Entries supplied

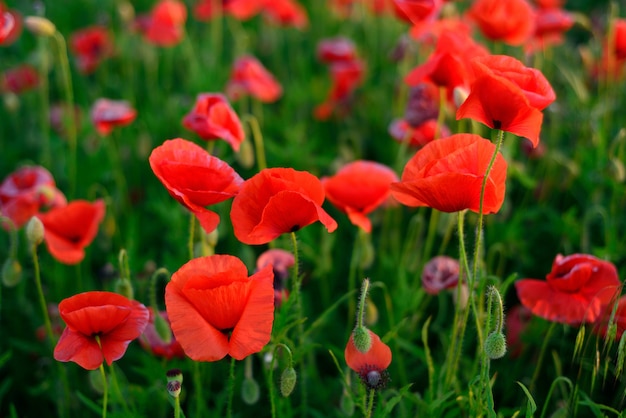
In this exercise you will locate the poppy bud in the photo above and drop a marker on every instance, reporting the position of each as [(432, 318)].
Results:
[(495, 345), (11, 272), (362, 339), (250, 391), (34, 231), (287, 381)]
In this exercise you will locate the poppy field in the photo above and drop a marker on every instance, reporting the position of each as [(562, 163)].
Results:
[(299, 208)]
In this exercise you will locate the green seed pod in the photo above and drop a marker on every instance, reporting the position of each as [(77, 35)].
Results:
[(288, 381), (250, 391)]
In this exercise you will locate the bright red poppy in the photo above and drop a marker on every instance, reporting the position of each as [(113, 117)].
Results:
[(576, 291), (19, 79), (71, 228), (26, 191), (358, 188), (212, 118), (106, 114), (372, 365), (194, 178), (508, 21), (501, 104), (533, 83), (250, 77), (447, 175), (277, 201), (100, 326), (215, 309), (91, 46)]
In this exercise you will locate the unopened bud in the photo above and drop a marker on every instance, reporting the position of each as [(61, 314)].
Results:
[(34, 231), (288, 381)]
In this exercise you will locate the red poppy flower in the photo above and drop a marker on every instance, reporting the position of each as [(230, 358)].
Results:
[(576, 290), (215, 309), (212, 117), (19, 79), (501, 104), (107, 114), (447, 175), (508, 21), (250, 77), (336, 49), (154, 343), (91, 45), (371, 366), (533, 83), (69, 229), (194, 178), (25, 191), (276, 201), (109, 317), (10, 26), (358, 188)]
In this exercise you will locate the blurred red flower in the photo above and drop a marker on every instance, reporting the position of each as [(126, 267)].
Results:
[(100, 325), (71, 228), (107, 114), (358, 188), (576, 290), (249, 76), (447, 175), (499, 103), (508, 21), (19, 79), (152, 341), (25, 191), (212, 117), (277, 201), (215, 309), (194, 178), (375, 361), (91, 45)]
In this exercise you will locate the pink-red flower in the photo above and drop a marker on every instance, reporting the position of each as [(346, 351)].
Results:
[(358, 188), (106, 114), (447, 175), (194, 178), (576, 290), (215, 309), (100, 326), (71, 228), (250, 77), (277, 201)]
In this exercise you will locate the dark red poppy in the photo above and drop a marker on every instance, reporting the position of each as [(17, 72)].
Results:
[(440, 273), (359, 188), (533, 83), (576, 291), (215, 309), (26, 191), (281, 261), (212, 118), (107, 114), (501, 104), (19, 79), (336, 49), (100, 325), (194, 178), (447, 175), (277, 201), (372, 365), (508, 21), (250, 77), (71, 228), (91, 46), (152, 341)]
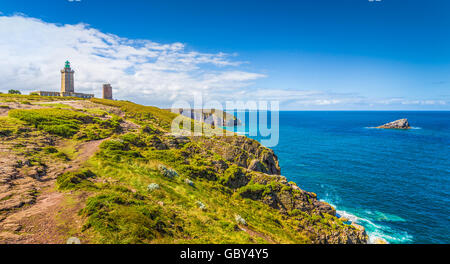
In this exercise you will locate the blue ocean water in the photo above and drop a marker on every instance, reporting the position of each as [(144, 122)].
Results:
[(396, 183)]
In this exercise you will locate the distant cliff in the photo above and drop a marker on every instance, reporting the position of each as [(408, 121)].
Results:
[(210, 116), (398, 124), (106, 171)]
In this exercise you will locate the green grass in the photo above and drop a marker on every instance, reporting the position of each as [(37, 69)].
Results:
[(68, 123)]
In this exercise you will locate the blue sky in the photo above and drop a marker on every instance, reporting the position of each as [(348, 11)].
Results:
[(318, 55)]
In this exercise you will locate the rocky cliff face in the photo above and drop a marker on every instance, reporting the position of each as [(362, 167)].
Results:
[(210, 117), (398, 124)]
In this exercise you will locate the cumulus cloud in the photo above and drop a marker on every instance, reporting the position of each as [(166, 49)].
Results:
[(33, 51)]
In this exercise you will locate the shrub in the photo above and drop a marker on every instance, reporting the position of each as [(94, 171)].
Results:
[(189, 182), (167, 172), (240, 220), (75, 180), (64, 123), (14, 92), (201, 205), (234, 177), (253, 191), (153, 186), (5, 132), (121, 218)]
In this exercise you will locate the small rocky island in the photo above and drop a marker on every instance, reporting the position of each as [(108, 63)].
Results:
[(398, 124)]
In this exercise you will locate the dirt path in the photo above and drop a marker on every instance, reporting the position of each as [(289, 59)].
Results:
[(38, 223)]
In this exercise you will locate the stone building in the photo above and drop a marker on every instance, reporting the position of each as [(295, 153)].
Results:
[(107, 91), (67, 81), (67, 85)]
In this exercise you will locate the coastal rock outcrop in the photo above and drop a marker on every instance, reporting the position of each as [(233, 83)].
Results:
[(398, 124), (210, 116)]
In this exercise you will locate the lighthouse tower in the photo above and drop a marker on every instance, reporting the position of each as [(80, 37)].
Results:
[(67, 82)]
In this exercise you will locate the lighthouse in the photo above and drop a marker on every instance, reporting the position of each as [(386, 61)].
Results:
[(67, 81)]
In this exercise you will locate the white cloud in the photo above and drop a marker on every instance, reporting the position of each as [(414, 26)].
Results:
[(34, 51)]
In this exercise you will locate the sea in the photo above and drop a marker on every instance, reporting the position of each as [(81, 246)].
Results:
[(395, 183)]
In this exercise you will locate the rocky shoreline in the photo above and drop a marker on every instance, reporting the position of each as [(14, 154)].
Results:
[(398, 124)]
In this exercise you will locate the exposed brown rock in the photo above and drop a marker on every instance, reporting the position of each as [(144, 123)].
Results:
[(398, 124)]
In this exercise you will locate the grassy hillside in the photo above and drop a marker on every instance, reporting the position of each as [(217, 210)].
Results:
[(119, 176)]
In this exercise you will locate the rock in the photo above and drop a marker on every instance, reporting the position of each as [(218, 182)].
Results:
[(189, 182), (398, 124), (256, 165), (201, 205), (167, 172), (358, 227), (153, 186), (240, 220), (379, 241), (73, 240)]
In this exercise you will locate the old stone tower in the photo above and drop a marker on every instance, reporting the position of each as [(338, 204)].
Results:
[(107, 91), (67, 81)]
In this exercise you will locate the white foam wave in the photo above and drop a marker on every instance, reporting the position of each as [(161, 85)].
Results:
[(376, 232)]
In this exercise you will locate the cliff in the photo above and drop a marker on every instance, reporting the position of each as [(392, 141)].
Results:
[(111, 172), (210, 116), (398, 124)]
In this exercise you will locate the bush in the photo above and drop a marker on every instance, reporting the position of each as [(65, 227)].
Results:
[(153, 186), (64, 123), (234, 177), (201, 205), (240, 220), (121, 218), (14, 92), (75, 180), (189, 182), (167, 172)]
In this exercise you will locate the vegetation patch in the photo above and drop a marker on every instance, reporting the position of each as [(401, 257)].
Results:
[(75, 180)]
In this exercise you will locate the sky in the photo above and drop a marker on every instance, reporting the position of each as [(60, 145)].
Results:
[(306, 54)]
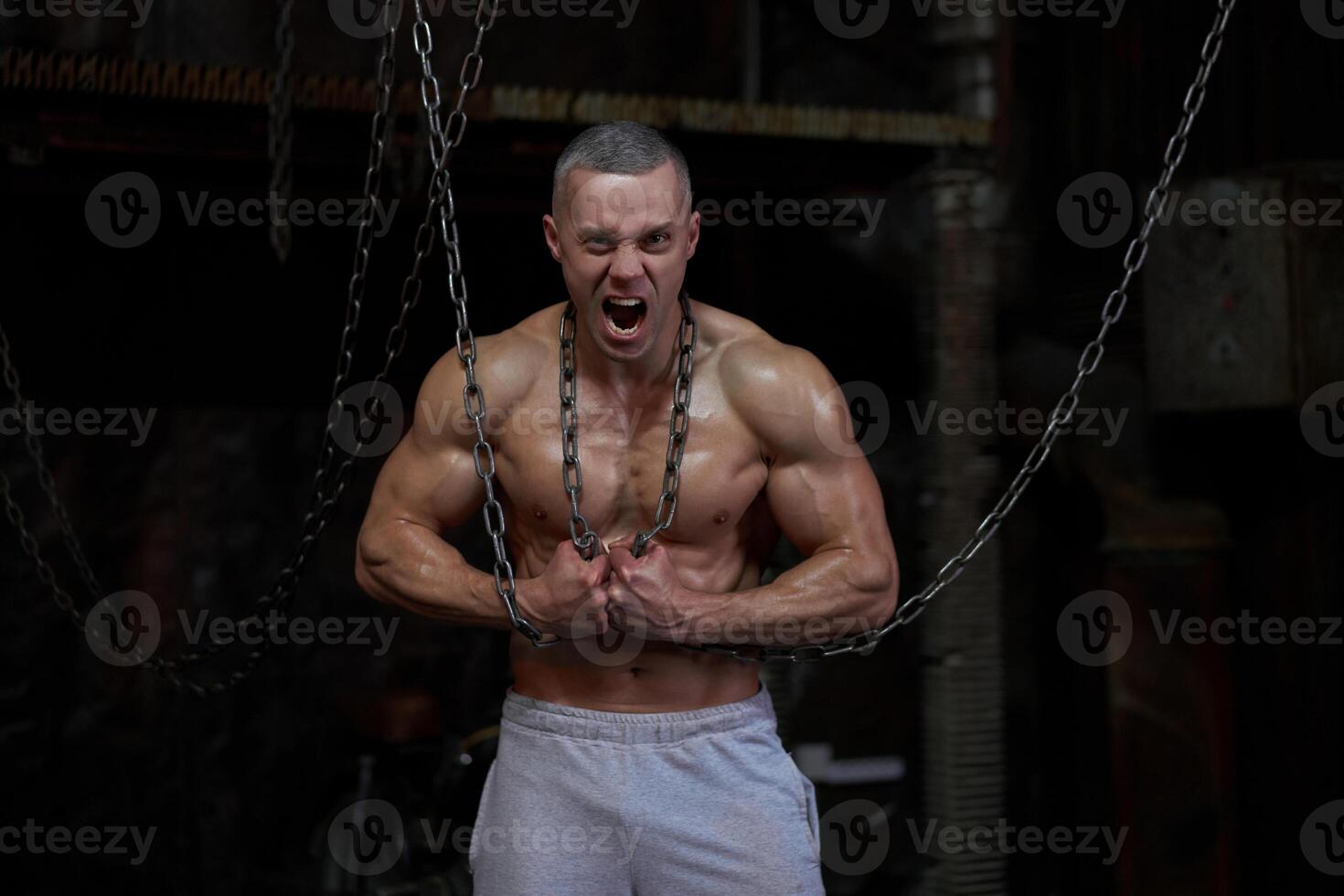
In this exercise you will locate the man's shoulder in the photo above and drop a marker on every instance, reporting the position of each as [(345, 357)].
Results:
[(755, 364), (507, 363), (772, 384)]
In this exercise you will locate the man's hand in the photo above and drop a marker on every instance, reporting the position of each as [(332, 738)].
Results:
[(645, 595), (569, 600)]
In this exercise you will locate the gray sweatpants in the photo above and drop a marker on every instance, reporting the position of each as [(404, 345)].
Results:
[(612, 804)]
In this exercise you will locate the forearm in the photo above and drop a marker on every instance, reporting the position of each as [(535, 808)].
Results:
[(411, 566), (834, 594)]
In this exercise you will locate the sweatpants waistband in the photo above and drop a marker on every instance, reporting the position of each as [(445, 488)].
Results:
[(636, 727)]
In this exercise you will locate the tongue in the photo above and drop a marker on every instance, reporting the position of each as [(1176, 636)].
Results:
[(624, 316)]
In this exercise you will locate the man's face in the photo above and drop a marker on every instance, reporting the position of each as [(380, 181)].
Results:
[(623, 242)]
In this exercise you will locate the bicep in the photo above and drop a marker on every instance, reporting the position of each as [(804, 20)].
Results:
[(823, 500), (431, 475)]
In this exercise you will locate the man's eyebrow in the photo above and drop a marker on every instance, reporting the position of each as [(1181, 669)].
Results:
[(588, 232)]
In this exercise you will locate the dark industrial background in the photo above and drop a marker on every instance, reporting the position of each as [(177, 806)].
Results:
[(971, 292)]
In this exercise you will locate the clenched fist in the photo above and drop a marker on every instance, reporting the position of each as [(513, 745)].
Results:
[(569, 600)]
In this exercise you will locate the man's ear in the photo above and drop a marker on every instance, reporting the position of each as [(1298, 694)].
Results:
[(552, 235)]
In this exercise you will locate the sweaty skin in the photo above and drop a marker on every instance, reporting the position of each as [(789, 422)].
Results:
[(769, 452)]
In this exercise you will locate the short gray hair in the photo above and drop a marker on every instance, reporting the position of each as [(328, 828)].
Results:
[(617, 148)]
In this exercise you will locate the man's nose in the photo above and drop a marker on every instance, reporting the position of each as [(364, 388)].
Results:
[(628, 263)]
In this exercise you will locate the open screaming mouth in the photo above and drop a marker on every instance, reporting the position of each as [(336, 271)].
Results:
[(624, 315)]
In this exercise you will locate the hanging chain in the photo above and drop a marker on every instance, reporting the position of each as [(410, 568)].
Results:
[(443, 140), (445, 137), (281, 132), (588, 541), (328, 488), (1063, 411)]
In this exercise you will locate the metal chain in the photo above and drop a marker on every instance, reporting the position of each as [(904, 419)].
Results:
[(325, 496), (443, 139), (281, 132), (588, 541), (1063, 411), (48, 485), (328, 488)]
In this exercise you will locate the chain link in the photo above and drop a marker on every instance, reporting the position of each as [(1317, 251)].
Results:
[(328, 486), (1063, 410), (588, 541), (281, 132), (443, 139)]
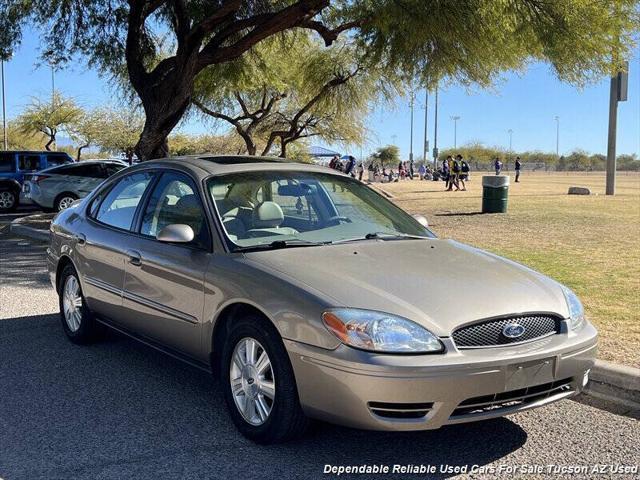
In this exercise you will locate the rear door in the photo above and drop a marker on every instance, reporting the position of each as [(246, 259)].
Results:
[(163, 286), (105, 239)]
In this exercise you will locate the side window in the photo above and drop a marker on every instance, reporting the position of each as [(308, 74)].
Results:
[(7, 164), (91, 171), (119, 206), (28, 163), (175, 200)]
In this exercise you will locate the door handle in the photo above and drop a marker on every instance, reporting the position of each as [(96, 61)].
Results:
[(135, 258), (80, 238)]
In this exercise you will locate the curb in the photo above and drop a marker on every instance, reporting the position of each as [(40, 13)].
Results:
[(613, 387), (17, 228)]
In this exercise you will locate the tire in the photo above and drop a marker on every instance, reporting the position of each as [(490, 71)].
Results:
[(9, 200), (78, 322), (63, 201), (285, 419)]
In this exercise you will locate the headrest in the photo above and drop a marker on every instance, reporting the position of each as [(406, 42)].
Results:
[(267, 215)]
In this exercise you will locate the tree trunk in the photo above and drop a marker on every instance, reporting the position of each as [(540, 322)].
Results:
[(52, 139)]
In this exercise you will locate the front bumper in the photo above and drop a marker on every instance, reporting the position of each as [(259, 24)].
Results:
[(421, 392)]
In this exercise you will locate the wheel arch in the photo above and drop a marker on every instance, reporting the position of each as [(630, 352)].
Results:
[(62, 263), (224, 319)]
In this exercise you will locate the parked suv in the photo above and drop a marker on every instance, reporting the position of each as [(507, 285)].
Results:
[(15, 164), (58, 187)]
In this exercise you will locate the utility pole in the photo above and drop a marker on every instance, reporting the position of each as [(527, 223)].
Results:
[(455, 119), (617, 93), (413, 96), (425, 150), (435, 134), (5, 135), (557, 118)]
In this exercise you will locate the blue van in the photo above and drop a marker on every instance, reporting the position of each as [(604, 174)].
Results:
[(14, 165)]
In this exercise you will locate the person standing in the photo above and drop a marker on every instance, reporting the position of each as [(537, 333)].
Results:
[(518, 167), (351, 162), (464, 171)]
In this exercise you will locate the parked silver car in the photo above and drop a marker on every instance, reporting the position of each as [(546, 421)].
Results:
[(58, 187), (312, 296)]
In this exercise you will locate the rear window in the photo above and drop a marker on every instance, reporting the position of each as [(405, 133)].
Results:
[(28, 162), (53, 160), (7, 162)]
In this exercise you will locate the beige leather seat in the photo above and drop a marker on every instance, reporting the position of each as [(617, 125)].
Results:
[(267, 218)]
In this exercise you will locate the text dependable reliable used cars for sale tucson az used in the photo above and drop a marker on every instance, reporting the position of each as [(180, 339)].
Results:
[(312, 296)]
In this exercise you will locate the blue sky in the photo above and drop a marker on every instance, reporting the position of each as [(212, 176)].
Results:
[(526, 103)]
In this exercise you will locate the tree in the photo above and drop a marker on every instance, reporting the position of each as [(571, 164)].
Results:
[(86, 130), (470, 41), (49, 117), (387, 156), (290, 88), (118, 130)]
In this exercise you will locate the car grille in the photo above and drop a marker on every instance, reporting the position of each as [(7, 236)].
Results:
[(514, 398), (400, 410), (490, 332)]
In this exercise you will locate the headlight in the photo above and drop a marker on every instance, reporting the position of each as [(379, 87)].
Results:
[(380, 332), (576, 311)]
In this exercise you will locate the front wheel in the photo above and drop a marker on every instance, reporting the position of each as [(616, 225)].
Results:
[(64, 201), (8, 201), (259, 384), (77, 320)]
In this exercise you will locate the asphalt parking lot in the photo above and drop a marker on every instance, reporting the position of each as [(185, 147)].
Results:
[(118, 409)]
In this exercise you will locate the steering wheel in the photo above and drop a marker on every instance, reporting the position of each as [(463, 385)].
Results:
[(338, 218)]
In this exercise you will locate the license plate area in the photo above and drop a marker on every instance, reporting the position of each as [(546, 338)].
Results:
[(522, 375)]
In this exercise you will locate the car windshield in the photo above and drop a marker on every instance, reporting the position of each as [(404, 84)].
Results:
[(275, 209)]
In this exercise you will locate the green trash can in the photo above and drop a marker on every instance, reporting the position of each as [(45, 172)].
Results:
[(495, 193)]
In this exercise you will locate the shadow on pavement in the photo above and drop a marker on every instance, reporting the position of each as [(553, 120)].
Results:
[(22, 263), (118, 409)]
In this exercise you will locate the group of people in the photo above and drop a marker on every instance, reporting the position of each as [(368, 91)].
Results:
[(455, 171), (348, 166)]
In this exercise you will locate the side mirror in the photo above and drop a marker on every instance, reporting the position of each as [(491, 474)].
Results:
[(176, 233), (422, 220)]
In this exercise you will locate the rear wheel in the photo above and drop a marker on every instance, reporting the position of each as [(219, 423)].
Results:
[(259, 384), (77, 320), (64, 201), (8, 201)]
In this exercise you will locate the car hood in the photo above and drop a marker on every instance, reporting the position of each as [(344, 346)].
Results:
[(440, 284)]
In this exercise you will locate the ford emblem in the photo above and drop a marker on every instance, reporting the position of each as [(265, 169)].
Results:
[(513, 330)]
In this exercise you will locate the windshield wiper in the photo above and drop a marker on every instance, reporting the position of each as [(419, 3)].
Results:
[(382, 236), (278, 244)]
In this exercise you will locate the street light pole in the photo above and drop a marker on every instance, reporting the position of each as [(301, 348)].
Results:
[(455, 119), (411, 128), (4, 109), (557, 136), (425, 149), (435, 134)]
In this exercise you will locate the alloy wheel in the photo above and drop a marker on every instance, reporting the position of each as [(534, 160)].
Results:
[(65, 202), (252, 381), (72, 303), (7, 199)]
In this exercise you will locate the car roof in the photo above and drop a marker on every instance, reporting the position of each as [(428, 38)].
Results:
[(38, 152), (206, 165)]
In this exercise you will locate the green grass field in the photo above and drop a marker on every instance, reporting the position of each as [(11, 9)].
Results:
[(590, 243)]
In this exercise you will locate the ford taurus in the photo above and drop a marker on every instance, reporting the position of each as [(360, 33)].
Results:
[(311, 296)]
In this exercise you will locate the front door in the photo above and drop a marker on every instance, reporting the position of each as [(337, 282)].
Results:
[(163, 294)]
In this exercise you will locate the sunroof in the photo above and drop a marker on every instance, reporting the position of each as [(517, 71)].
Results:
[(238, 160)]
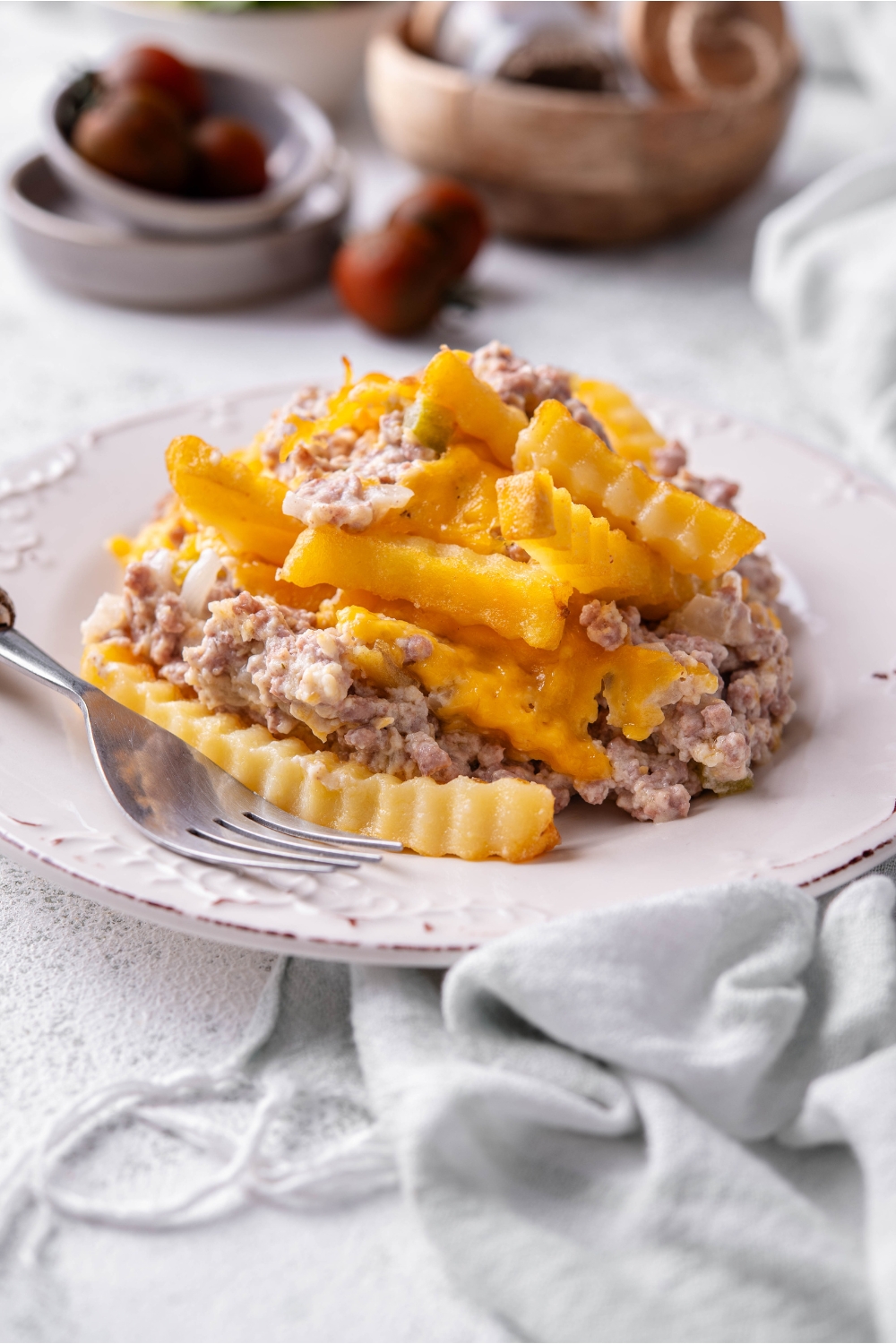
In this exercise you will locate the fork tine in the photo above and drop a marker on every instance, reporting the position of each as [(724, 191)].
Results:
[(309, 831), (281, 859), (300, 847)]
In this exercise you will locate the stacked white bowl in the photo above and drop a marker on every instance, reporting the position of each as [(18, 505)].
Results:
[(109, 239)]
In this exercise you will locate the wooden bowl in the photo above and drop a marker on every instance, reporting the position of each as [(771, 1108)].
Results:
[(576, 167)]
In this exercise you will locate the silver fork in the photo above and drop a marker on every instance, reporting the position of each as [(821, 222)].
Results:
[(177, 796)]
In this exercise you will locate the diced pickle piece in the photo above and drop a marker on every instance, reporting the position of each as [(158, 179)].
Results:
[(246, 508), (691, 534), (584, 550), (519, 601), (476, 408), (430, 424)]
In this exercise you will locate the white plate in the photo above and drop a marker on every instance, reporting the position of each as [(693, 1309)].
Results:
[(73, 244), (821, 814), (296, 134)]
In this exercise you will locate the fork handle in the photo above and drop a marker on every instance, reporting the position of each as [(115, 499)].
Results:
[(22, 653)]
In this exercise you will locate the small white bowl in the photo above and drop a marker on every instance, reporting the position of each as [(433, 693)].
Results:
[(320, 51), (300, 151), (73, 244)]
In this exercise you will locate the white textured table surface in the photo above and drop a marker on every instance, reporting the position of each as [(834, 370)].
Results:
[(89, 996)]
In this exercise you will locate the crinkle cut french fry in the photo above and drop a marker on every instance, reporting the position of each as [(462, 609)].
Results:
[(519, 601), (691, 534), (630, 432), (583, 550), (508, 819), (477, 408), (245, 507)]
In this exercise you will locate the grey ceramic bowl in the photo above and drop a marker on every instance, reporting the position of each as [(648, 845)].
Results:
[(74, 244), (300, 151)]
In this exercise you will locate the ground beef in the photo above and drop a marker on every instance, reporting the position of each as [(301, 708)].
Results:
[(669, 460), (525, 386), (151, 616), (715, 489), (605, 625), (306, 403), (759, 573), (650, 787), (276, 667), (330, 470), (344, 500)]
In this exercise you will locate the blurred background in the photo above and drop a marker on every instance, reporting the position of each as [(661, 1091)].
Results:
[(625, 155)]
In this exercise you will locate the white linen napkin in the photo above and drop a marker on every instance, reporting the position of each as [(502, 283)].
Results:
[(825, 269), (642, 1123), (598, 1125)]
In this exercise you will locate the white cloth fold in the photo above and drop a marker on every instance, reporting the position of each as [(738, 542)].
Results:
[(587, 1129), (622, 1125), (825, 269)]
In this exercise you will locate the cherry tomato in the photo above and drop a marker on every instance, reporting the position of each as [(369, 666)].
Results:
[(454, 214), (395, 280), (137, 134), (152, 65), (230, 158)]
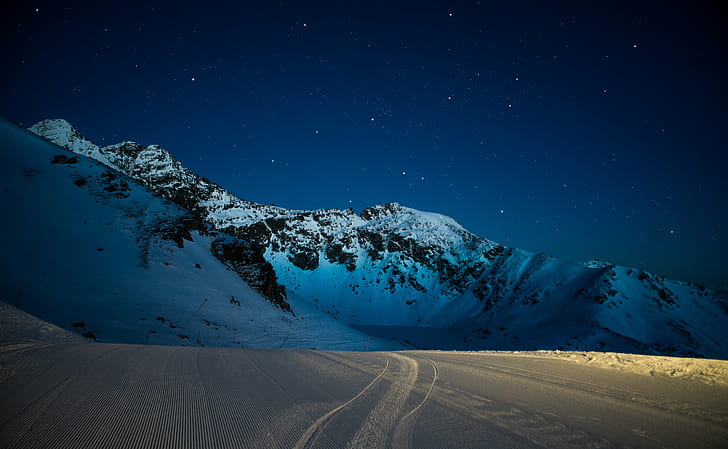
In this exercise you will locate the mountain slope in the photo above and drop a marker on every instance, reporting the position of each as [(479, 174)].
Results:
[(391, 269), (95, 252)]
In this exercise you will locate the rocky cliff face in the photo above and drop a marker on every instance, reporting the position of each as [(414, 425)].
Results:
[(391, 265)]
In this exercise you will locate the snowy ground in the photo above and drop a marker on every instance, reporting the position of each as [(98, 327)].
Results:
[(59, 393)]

Problem
Copy out the records between the line holding "In this exercise you will locate the parked silver" and the line holding "[(267, 218)]", inclusive, with no changes.

Output of the exercise
In this exercise you will locate the parked silver car in the photo above and drop a marker on every instance, reporting the position of each as [(546, 421)].
Results:
[(58, 187), (312, 296)]
In this exercise you will locate the rear window in the photo above and drop a marker on every instance, reporting the position of each as [(405, 133)].
Results:
[(28, 162), (53, 160), (7, 162)]
In this exercise you will locate the beige leather seat in the photo above and drop a marker on every instance, reporting the position of each as [(617, 125)].
Results:
[(267, 218)]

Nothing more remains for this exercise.